# vip 222k resetting



## stevesxm (Dec 10, 2016)

good morning,
I am a well experienced dishnet tech. recently had a 222k start resetting continuously i.e. start up screen for 5 sec, signal screen for 5 sec , black screen for 5 mins then start up screen again and repeats forever. did all the usual stuff and no success. it sounds like a power supply problem on the main board to me but , because these boxes are so cheap , I have never tried to fix one but am thinking about trying on this one. anyone have any idea what this problem might be specifically ? there are no cables hooked up except the video to the tv so its not a shorted cable anywhere.


----------



## EdJ (Jan 9, 2007)

I also have the VIP 222K receiver. I have a similar problem that I have not been able to isolate to the TV or DISH receiver. If I turn off the TV, and a bit later turn it back on, the screen will repeatedly blank off and on the with the same DISH HD channel as was on when I initially turned off the TV. If I turn off the TV (LG HD) for about 30 seconds and then turn back on, it usually will still fail. After repeating the TV off and back on about 2-3 times, it will work great. So far, it has been a relatively infrequent failure. Not enough bother to go to the trouble of moving another TV onto the DISH receiver to see if it still fails.

::::::

Given request A
In the thread about the resetting 222k, list the screens in the repeating startup cycle described in the first post, each with the duration the post gives for it.
The thread above has no connection to the records that follow it.

::::::

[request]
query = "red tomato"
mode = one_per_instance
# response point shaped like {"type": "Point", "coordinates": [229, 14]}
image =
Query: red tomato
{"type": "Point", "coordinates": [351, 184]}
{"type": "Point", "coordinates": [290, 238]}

::::::

Given request B
Count the lines of the records that contain the string "type".

Exercise response A
- Start up screen: 5 seconds
- Signal screen: 5 seconds
- Black screen: 5 minutes

Exercise response B
3